(Available records):
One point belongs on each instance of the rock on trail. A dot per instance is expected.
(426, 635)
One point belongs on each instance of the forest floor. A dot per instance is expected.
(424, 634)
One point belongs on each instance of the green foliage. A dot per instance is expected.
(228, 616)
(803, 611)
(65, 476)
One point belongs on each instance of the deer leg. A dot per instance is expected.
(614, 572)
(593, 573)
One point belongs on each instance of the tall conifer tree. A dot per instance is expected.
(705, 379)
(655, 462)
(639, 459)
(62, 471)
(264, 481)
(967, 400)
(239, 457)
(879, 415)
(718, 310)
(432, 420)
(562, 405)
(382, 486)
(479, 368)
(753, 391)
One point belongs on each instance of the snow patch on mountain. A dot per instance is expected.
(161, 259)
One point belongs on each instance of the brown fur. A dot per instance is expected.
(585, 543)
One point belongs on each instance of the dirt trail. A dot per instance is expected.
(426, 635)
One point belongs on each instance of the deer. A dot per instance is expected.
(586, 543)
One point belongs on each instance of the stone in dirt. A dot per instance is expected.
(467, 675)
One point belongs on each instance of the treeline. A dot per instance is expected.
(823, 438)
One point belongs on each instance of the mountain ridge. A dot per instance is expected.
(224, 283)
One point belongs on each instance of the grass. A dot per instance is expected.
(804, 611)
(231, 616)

(Exercise instructions): Set down the records once more, character for character.

(Completed exercise):
One point belongs on each instance of the rock on trail. A dot per instance is expected.
(426, 635)
One point belongs on each instance of the forest floor. A dot per instance is expected.
(424, 634)
One point belongs on each instance of the green foliage. A dot per instance is expected.
(228, 616)
(803, 611)
(65, 476)
One point belongs on each instance of the deer leg. A dot per instance is expected.
(614, 572)
(593, 573)
One point belongs on each instance of the tall conifer tree. A dot per instance is expected.
(705, 379)
(655, 462)
(639, 459)
(62, 471)
(264, 481)
(967, 400)
(239, 457)
(879, 415)
(718, 310)
(432, 420)
(562, 405)
(382, 486)
(479, 368)
(753, 391)
One point belongs on each instance of the snow patch on mountain. A dot per instance is expected.
(161, 259)
One point belongs on each instance of the brown fur. A dot per instance is expected.
(585, 543)
One point belongs on each instance of the dirt trail. A dot per instance is expected.
(426, 635)
One point belongs on each instance of the deer. A dot per instance is expected.
(586, 543)
One point belongs on each instance of the stone in dirt. A dot per instance is expected.
(467, 675)
One point belongs on each instance of the treeline. A dot per instance is expected.
(823, 438)
One point belongs on each instance of the mountain ridge. A dot per instance is expected.
(224, 283)
One point belongs on each instance of the grass. A dot per instance is expected.
(804, 611)
(231, 616)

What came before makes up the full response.